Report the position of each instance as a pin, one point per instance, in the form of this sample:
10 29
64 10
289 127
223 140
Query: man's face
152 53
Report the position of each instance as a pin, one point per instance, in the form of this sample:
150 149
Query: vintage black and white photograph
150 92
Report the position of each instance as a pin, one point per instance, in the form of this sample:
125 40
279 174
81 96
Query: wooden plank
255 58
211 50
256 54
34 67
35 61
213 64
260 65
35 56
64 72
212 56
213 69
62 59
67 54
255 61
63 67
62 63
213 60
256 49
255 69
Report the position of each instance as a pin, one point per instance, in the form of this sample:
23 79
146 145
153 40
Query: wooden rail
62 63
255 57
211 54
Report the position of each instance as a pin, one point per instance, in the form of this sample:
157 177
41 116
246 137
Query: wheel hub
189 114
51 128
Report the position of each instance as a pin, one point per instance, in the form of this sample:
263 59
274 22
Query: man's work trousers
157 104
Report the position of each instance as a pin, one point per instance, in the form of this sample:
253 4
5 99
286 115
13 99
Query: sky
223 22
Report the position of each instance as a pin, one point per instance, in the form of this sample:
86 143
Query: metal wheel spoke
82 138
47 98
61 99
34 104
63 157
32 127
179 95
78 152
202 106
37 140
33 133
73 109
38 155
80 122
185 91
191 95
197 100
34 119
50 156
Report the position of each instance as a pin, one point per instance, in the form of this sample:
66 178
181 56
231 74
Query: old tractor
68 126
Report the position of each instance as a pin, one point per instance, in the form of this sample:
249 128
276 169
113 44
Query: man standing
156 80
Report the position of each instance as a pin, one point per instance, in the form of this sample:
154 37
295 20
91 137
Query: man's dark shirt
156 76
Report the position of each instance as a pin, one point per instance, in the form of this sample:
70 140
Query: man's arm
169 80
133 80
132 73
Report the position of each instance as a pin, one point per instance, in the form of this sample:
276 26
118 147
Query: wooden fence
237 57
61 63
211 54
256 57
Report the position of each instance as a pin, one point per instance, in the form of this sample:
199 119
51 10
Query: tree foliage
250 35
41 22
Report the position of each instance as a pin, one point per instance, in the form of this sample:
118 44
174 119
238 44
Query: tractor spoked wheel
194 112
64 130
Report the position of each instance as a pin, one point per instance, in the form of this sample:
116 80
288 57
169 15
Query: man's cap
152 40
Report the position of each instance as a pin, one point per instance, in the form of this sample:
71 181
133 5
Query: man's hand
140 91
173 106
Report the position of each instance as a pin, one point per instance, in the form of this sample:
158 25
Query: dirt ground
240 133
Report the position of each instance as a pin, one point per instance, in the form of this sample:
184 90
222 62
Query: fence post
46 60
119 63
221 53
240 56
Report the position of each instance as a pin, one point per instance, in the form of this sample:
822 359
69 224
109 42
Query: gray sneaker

▶ **DIRECTIONS**:
Please list every line in the items above that contains the word "tractor", copying each line in full. Case counts.

▶ **ANSWER TO THE EXERCISE**:
Query: old tractor
Query: tractor spoked wheel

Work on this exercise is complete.